» DIRECTIONS FOR THIS TASK:
With images excluded, write out each entry below exactly as given.

• • •

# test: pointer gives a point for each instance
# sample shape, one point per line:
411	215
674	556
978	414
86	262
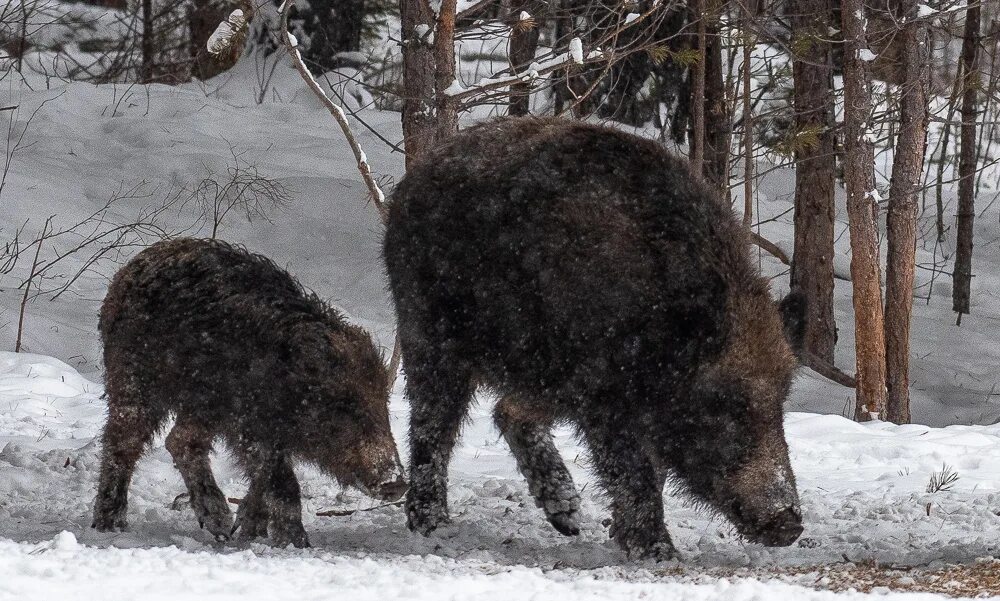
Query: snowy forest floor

• • •

» TASK RESPONSE:
# test: pointer gives a point for each instance
# sample shape, one point per line:
411	215
674	556
978	414
86	262
Query: snowy forest floor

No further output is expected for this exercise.